◆ **Tasks to perform**
1/ Name every school, college, or academy mentioned in the article about Tom Fleming's death.
2/ Edit the listing from the line containing "Identify the stone monument" through the line containing "Query: stone monument", both included. Replace "stone monument" with "bronze statue" and leave everything else the same.

Tom Fleming, long-distance luminary, dies

One of the many races won by Tom Fleming was the Los Angeles Marathon of 1981, above. Fleming died on Wednesday, leaving many in the sports world and our communities mourning the loss of a true friend and inspirational mentor.

BLOOMFIELD, NJ — Renown runner and coach Tom Fleming, 65, died of an apparent heart attack Wednesday, April 19. It was reported by Montclair Kimberley Academy, where he taught and coached, that Fleming collapsed at an MKA track meet in Verona. Fleming, a Bloomfield High School graduate, Class of 1969, had also lived in Glen Ridge.

“Tom Fleming was a beloved teacher, coach, mentor and friend to many,” said Todd Smith, the MKA athletic director where Fleming had taught for 18 years. “This is gut-wrenching news for the MKA community, for the running and track community throughout Essex County, and the country,”

There was similar praise for Fleming before he died.
In October 2016, at the dedication of a track at Watsessing Park, East Orange, Essex County Executive Joseph DiVincenzo Jr. lauded Fleming, a two-time New York City Marathon winner, for “putting Essex County on the map” with his marathon victories. Fleming had been instrumental in having the park track dedicated to Glen Ridge resident and 1952 Olympic steeplechase champion, Horace Ashenfelter.

In a statement following Fleming’s death, DiVincenzo Jr. called him an icon at the pinnacle of his sport who loved running, coaching and mentoring young athletes.

“He was a very dear friend who inspired generations with his accomplishments,” DiVincenzo Jr. said. “Our thoughts and prayers go out to his family.”

Lillian Ashenfelter, wife of the Olympian, remembered when she first met the teenager Fleming at her front door.

“He wanted to see the Olympic medal,” Ashenfelter said in a telephone interview this week.

Her husband was not home and she went upstairs.
“I got the medal out of the sock drawer where it was kept,” she said. “They didn’t in those days put the medals around the runner’s head like they do now. They handed it to them.”

Ashenfelter, a retired Glen Ridge teacher, said Fleming was a born teacher.
“His death must have left his students devastated,” she said.

Ashenfelter’s grandchildren attended school in Glen Ridge with Fleming’s children. She also remembered shopping for sneakers at an athletic shoe store Fleming owned in Bloomfield Center.

Another person who remembered the shoe store — Tom Fleming’s Running Room — was Joel Pasternack, a former Glen Ridge High School cross-country and track coach who trained with Fleming. They first met as competitors in a William Paterson College-Monmouth College cross-country meet. Fleming attended WPC. They hit it off when they discovered they lived close to each other. Pasternack resided in Clifton.

◆ **Data for the task**
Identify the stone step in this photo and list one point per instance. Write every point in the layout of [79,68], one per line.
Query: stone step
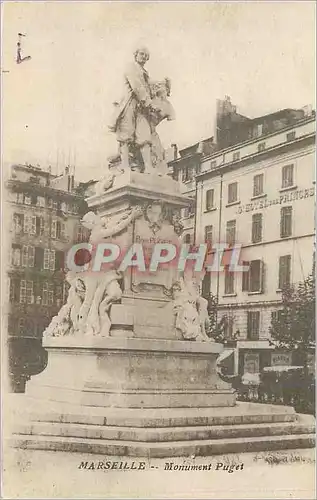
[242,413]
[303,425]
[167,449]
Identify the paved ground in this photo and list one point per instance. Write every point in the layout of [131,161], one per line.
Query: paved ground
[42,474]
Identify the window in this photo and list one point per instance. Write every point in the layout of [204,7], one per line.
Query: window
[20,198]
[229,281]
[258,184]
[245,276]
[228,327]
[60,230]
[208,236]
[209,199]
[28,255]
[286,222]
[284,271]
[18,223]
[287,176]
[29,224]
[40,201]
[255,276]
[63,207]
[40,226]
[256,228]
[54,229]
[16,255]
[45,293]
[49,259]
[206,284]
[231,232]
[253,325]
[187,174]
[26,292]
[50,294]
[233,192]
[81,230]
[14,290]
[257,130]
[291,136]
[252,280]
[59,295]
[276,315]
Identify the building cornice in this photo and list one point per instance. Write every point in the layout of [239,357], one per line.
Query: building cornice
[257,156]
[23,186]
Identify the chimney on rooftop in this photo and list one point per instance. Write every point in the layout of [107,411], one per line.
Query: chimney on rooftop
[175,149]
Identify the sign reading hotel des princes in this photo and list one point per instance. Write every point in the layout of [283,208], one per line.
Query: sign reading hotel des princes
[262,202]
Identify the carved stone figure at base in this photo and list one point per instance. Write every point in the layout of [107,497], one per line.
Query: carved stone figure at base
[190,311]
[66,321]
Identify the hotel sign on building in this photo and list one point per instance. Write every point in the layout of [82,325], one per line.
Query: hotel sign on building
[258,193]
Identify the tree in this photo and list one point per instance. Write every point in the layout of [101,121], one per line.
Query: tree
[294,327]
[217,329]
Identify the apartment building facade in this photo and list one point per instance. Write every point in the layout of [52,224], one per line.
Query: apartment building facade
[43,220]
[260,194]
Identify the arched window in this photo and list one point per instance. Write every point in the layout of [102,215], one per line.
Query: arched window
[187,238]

...

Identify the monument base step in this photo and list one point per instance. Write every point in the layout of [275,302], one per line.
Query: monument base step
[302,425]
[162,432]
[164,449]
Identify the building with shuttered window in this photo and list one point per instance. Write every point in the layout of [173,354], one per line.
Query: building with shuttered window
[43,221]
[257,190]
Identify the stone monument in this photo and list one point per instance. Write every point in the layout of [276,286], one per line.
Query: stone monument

* * *

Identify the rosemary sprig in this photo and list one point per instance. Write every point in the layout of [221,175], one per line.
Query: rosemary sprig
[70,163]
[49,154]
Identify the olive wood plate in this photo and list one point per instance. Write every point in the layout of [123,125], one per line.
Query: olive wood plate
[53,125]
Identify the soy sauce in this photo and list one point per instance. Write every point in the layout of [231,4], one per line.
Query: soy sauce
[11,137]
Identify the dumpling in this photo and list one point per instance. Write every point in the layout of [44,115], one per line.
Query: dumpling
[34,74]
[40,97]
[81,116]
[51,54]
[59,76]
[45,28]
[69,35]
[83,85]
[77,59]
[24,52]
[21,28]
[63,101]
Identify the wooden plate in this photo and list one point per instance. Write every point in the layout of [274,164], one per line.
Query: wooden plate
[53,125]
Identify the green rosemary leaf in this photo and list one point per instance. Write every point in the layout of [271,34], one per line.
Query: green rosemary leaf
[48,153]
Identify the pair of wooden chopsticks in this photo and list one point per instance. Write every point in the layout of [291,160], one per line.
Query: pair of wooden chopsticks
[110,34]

◆ **Expected outputs**
1/
- Montclair Kimberley Academy
- Bloomfield High School
- Glen Ridge High School
- William Paterson College
- Monmouth College

2/
Identify the bronze statue in this photo and list one point per instance. Write every point in the layout of [276,286], one per line.
Query: bronze statue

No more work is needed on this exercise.